DOCUMENT TEXT:
....
Jeffery Lamar Williams (born August 16, 1991), known professionally as Young Thug, is an American rapper, singer, and songwriter. He is considered to be an influential figure of his generation, with his music impacting the modern sound of hip hop and trap music. Known for his eccentric vocal style and fashion, Thug initially released a series of independent mixtapes beginning in 2011 with I Came from Nothing. In early 2013, he signed with Gucci Mane's 1017 Records, and later that year he released his label debut mixtape 1017 Thug to critical praise.

Young Thug received mainstream recognition in 2014 with the singles "Stoner" and "Danny Glover" in addition to appearances on several singles, including T.I.'s "About the Money", Tyga's "Hookah", and Rich Gang's "Lifestyle". That year, he also signed to Lyor Cohen's 300 Entertainment and collaborated on the mixtape Rich Gang: Tha Tour Pt. 1. In 2015, he amassed a number of mixtapes, including Barter 6 and two installments of his Slime Season series. Subsequently in 2016, Thug issued commercial mixtapes I'm Up, Slime Season 3, and Jeffery. In 2017, Thug featured on the worldwide hit "Havana" by Cuban pop singer Camila Cabello, which became his first number-one single on the Billboard Hot 100. In 2018, he released a compilation album Slime Language with his label YSL Records. In 2019, he won the Grammy Award for Song of the Year for his contributions to Childish Gambino's "This Is America".
....
SUPPLIED DATA:
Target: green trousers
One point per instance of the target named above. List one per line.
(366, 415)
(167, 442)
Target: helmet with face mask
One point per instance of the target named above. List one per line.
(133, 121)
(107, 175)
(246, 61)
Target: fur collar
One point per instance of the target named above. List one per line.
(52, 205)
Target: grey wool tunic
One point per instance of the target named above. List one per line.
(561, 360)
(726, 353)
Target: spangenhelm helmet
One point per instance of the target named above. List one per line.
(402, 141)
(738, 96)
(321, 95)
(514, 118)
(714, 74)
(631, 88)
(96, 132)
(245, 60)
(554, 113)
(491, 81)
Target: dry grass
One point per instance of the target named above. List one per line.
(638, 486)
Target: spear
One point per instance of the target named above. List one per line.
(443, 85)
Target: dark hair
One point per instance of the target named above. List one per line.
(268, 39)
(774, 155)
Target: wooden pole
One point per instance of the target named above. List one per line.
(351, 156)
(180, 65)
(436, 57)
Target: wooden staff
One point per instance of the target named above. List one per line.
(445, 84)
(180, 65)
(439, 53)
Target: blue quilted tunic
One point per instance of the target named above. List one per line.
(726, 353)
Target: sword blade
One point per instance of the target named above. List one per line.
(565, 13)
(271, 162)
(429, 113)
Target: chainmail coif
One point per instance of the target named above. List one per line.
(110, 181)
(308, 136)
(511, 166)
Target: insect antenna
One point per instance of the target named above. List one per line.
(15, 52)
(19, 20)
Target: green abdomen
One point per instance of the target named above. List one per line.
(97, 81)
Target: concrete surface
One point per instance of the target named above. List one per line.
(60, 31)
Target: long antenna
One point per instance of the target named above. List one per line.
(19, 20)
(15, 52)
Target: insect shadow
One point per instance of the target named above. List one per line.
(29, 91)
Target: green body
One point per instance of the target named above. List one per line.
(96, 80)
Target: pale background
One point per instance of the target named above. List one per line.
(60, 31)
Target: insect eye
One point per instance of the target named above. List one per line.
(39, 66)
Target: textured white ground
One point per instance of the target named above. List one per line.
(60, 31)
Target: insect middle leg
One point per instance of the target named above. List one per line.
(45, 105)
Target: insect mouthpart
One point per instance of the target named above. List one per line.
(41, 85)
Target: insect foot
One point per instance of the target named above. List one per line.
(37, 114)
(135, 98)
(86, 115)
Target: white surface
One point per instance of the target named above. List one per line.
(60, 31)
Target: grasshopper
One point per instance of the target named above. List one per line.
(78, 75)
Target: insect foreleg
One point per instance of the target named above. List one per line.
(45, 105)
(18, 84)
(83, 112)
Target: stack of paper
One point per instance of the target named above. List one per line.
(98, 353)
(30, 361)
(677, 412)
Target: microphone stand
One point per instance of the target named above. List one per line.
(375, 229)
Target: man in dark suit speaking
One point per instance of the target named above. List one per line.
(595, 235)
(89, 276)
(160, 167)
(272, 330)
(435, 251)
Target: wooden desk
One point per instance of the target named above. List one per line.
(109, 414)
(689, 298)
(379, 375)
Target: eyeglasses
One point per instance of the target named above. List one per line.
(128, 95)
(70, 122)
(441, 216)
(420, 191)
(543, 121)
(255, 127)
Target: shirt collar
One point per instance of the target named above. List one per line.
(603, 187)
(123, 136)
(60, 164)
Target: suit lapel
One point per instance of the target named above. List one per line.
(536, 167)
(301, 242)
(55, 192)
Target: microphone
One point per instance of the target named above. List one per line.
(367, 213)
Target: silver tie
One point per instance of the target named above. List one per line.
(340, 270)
....
PARTS OF THE EXERCISE:
A – Reproduce everything in the Young Thug passage from "Jeffery Lamar Williams" down to "to critical praise.".
B – Name every commercial mixtape that the Young Thug passage says he issued in 2016.

ANSWERS FOR THE EXERCISE:
A –
Jeffery Lamar Williams (born August 16, 1991), known professionally as Young Thug, is an American rapper, singer, and songwriter. He is considered to be an influential figure of his generation, with his music impacting the modern sound of hip hop and trap music. Known for his eccentric vocal style and fashion, Thug initially released a series of independent mixtapes beginning in 2011 with I Came from Nothing. In early 2013, he signed with Gucci Mane's 1017 Records, and later that year he released his label debut mixtape 1017 Thug to critical praise.

B –
I'm Up
Slime Season 3
Jeffery